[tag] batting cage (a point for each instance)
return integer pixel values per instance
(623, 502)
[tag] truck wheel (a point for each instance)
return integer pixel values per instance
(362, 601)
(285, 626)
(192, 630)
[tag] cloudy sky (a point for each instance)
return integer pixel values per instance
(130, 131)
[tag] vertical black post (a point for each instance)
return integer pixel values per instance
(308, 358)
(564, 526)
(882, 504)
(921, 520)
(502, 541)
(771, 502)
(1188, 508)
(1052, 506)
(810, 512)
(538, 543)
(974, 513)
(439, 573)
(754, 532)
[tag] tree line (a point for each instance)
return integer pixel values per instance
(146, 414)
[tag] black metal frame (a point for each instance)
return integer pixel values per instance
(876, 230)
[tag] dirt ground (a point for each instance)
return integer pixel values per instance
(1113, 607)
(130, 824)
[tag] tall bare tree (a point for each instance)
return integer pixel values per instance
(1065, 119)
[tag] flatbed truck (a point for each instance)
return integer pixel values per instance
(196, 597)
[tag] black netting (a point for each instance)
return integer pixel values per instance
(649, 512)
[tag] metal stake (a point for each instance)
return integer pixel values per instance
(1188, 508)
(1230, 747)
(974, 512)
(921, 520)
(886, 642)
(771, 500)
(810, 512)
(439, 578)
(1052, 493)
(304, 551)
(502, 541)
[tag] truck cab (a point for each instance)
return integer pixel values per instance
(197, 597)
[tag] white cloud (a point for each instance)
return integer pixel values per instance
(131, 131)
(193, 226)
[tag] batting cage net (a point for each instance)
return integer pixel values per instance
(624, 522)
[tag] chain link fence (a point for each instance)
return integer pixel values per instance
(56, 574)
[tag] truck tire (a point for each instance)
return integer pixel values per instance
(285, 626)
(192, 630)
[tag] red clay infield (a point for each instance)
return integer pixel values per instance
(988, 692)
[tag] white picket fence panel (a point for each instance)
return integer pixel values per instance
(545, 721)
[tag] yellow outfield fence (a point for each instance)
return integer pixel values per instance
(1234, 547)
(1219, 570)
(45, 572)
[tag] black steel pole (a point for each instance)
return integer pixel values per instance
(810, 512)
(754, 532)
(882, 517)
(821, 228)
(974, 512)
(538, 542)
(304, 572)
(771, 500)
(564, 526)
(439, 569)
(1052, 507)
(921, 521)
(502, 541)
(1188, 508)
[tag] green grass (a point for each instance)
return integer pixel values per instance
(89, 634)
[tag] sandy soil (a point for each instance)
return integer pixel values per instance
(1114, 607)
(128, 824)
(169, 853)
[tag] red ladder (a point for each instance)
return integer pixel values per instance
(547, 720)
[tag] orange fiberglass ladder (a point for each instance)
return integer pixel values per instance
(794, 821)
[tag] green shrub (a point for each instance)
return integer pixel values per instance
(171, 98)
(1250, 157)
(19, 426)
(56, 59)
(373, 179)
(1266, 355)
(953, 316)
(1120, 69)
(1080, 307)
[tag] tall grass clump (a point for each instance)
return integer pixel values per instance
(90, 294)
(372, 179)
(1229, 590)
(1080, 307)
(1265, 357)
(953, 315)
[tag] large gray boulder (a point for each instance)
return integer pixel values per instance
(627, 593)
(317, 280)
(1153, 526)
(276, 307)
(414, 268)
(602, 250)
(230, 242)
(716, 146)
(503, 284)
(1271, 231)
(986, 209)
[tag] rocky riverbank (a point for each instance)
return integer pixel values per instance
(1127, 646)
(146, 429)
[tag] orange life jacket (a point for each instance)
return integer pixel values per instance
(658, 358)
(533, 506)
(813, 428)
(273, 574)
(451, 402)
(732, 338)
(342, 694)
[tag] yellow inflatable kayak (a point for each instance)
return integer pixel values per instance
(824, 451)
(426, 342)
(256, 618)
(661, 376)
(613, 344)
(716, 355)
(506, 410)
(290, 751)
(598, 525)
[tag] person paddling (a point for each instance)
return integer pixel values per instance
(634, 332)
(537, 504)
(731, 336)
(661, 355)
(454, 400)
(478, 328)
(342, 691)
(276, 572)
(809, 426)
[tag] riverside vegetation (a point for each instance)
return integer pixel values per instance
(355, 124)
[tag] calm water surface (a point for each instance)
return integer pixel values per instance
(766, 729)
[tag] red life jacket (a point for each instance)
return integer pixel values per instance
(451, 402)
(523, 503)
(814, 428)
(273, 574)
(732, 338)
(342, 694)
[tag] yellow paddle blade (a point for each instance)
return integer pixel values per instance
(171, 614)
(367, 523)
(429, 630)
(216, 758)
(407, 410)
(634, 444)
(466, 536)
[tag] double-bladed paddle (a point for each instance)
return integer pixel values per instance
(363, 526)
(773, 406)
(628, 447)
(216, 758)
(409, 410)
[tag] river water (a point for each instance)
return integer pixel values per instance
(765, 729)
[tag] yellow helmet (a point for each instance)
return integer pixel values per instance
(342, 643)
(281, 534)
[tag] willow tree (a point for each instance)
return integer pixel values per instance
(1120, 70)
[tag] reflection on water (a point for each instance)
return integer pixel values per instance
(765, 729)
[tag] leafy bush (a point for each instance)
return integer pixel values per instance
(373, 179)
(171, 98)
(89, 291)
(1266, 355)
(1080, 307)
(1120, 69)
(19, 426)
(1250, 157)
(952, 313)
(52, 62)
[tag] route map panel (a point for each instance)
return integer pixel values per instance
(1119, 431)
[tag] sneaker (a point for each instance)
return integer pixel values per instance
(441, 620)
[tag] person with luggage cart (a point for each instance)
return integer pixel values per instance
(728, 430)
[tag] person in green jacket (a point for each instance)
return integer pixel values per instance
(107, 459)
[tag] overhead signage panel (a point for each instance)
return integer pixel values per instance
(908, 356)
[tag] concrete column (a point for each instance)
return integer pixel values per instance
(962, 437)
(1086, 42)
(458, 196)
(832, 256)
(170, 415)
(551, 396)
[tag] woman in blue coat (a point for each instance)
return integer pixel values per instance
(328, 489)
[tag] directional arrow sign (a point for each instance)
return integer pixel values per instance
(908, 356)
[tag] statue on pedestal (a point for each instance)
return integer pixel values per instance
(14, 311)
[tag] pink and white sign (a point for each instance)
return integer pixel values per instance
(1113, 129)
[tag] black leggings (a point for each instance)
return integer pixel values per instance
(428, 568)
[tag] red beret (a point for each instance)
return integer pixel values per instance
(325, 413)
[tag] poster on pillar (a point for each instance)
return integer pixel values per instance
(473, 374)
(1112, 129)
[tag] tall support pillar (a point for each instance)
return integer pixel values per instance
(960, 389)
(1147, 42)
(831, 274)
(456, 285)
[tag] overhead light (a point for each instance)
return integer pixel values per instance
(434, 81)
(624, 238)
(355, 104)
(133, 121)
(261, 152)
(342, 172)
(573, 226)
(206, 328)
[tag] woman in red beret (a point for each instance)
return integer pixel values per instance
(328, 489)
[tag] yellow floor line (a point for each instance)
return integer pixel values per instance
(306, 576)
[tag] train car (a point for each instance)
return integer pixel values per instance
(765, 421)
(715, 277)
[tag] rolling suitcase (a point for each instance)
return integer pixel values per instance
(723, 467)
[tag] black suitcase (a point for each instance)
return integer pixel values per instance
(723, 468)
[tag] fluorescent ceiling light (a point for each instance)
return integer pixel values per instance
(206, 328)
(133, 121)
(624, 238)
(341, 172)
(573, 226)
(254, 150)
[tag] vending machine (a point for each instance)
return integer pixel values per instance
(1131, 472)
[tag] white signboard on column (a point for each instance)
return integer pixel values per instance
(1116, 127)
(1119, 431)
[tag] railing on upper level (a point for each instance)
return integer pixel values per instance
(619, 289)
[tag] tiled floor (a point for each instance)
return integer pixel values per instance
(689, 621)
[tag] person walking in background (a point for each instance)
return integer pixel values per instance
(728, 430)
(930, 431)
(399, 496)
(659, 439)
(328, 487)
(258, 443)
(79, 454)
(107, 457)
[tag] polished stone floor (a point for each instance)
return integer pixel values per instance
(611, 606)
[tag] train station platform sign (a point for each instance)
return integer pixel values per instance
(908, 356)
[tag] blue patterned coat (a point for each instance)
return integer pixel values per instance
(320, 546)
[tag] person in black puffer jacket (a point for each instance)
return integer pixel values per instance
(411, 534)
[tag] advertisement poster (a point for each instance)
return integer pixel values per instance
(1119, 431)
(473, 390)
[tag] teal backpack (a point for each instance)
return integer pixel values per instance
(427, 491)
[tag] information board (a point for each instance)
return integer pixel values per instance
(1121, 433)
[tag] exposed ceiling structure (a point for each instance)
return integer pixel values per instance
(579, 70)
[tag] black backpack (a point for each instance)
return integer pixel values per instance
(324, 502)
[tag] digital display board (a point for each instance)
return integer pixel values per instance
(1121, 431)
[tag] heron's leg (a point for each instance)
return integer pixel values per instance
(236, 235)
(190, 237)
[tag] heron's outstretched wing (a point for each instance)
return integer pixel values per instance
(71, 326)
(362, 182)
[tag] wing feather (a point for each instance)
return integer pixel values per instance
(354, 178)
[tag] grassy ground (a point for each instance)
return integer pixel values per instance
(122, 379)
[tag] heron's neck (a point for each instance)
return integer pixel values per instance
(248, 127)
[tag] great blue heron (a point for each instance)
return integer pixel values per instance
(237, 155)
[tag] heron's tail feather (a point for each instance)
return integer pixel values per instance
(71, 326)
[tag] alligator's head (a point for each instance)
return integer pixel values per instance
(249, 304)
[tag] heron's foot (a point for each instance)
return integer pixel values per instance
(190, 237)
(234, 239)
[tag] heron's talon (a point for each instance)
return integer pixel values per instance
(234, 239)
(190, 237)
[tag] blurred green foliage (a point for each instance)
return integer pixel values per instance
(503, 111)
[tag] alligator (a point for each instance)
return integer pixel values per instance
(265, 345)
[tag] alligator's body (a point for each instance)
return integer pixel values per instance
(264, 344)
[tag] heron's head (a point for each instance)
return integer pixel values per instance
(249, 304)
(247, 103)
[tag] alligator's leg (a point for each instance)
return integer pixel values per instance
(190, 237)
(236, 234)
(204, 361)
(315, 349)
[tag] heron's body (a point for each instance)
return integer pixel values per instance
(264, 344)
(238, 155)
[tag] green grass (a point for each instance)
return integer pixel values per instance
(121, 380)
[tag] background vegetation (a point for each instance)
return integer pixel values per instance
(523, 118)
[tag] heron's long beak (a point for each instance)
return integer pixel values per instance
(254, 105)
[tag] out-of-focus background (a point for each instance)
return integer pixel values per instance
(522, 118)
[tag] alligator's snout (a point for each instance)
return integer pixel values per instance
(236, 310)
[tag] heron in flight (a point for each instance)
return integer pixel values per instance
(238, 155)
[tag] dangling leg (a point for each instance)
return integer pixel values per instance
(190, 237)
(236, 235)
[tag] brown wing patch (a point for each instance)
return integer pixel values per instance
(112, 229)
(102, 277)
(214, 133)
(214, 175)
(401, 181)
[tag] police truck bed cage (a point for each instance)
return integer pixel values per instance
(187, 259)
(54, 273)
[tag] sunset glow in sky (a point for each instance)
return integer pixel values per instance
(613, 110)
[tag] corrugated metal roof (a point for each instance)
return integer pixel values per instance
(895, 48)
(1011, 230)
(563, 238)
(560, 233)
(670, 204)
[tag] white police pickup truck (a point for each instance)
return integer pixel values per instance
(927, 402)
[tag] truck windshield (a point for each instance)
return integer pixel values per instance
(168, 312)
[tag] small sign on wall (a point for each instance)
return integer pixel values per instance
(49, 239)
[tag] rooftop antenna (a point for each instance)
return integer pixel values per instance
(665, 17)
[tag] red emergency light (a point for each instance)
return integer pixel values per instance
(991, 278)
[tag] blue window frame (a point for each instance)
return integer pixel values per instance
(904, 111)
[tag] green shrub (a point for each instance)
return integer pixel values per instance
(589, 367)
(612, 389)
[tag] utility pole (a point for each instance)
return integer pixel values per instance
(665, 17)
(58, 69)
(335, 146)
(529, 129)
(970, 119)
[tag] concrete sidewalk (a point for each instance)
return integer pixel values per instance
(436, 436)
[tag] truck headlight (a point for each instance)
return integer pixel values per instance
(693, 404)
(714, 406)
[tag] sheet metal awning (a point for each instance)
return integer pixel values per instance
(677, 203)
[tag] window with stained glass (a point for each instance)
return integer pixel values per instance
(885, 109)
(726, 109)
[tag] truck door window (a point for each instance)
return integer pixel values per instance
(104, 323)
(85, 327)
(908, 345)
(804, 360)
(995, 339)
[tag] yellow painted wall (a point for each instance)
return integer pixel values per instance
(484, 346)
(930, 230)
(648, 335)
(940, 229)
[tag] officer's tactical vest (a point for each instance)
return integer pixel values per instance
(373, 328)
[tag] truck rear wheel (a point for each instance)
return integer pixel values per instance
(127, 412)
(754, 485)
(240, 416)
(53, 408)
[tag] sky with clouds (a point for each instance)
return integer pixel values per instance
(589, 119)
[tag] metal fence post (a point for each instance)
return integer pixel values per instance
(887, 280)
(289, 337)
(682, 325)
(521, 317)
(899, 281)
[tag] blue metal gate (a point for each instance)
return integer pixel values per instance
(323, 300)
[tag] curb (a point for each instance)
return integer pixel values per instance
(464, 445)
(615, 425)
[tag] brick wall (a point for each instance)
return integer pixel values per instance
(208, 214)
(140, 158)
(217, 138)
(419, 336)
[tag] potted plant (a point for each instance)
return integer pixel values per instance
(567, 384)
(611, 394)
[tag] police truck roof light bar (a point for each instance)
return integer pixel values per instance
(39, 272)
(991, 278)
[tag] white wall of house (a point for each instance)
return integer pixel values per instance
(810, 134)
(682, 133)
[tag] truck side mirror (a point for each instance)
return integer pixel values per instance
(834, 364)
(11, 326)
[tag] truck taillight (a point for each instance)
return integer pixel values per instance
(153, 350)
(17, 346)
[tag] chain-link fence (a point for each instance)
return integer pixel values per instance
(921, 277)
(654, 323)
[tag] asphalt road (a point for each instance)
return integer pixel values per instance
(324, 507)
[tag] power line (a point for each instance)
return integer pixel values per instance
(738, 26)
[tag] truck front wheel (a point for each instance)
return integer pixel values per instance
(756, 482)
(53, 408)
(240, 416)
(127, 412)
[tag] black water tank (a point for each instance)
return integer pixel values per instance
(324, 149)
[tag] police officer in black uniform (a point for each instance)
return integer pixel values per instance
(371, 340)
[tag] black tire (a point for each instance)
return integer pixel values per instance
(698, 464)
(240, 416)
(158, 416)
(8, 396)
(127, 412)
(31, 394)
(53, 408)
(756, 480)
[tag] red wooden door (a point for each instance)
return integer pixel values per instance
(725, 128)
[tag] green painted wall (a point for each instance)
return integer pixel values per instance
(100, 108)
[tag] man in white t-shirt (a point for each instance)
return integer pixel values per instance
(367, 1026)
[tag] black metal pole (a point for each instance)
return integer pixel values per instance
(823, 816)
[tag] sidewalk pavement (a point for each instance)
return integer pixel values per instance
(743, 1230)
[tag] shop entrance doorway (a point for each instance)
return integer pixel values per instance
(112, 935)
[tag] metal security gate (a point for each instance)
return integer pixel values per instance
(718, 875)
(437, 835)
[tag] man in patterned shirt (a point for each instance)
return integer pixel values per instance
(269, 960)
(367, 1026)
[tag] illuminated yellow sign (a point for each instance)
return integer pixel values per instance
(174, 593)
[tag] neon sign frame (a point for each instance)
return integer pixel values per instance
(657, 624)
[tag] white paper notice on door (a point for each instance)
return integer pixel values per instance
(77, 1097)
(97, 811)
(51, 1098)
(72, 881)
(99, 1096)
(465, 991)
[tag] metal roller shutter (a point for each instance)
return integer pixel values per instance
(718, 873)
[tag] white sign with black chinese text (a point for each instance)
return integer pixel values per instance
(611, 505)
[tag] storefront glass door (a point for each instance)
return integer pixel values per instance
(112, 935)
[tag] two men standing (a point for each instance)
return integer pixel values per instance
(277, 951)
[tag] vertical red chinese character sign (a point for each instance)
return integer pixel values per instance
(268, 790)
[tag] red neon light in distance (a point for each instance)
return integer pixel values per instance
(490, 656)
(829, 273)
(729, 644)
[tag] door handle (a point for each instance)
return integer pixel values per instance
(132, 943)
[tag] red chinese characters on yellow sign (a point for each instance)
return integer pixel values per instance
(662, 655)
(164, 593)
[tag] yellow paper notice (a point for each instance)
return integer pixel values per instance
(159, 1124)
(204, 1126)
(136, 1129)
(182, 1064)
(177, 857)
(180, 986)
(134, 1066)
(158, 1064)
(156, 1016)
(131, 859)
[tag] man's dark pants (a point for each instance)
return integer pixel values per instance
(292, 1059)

SET EXERCISE:
Repeat word for word the lines running from the line containing "[tag] red neon" to the end of the entries above, inclusive.

CORRECT ANSWER:
[tag] red neon light in distance (a point for each instance)
return integer pixel values per instance
(490, 656)
(829, 273)
(729, 644)
[tag] door handle (a point for each instance)
return integer pixel values per instance
(132, 943)
[tag] red chinese characters on yellow sign (a point for each instance)
return integer pixel values per instance
(662, 655)
(164, 593)
[tag] yellow paper notice (a point for each instance)
return integer pixel values per instance
(159, 1124)
(204, 1126)
(136, 1129)
(182, 1064)
(177, 857)
(180, 986)
(134, 1066)
(158, 1064)
(156, 1016)
(131, 859)
[tag] man's dark pants (a point for each instance)
return integer pixel values per instance
(292, 1059)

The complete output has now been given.